REQUIREMENT:
Only lines containing "metal" are wanted from the data below. Copy those lines.

(Photo-based referring expression data)
....................
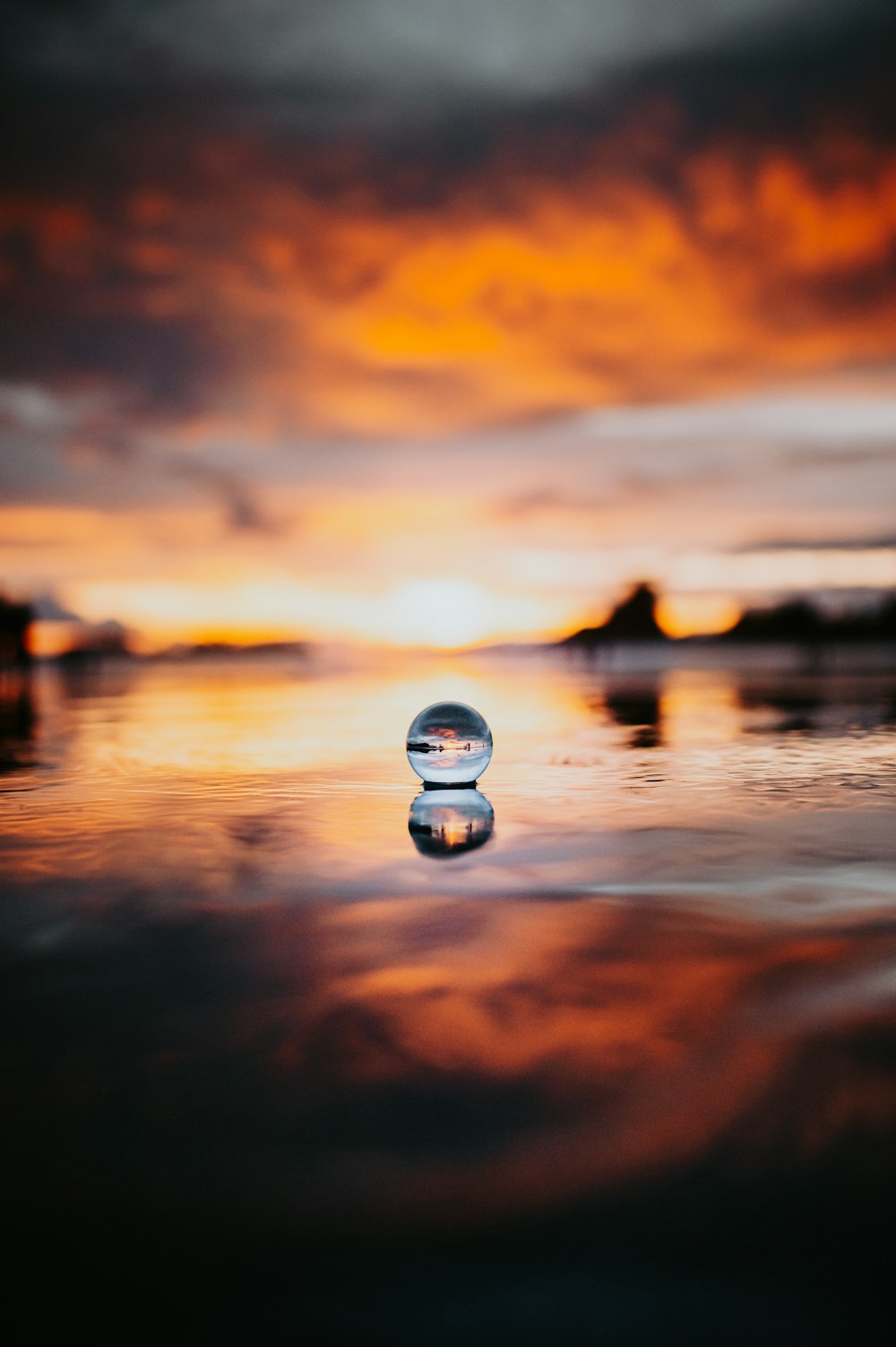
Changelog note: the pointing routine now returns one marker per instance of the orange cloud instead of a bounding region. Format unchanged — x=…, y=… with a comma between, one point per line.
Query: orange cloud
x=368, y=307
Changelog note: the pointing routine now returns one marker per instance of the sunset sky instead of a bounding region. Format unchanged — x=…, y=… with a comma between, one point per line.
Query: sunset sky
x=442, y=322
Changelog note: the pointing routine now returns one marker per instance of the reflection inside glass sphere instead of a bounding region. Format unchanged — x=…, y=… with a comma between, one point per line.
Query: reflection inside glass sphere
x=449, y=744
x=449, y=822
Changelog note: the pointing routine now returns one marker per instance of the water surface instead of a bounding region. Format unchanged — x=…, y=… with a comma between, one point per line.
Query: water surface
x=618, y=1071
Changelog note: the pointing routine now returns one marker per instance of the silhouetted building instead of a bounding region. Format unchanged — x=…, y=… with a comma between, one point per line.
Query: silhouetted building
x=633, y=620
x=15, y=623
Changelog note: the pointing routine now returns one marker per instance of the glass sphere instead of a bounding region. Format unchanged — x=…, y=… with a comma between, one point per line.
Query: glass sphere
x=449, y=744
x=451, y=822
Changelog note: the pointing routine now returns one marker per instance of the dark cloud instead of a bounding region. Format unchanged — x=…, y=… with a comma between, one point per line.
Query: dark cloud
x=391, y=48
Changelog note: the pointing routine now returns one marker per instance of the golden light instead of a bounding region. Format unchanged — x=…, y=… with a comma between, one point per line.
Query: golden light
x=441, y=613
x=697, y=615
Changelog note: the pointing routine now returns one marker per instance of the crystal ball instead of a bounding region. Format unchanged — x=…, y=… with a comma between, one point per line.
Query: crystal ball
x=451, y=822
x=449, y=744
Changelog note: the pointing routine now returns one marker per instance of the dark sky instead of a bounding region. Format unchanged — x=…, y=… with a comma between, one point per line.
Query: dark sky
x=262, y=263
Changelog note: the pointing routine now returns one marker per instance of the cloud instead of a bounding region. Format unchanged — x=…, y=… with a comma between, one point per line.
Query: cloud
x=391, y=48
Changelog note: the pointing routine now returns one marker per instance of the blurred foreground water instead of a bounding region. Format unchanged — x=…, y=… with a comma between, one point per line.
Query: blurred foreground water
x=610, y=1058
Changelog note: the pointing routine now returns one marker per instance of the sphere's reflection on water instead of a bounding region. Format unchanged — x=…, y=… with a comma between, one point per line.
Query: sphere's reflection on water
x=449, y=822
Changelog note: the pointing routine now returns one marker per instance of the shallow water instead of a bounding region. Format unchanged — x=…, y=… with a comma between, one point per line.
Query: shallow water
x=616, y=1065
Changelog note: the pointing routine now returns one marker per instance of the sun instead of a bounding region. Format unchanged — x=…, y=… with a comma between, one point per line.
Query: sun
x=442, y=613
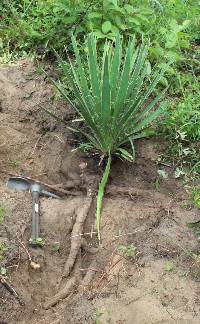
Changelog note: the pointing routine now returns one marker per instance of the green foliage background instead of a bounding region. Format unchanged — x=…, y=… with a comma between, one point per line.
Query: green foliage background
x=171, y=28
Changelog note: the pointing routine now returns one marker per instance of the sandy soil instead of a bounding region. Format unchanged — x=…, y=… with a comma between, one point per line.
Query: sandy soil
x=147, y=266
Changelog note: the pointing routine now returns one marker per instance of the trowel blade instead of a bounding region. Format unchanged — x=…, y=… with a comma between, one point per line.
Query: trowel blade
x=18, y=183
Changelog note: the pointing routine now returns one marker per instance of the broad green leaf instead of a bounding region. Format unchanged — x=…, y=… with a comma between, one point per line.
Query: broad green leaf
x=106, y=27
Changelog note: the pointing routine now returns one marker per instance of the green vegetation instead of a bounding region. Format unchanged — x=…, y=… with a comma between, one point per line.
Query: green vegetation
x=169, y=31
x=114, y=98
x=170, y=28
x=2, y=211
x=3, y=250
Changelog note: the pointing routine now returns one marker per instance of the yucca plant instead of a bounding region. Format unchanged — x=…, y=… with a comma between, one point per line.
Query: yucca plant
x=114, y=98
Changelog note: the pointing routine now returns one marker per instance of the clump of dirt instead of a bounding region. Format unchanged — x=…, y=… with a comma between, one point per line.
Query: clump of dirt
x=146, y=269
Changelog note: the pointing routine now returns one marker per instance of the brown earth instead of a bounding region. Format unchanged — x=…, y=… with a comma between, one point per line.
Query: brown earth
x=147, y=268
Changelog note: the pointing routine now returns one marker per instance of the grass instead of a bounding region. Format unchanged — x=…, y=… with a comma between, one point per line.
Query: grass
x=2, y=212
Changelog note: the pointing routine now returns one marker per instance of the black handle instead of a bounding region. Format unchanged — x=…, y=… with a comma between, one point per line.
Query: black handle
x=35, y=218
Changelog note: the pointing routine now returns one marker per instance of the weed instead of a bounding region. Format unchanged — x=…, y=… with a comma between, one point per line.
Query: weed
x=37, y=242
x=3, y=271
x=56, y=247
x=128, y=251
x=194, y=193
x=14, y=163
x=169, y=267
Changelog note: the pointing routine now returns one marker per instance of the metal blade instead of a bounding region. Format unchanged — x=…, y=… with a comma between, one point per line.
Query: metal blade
....................
RESPONSE:
Changelog note: the pointing routine now returns one marker per instance of the metal blade instead of a bounding region. Format unchanged — x=…, y=… with a comma between, one point per line.
Query: metal blade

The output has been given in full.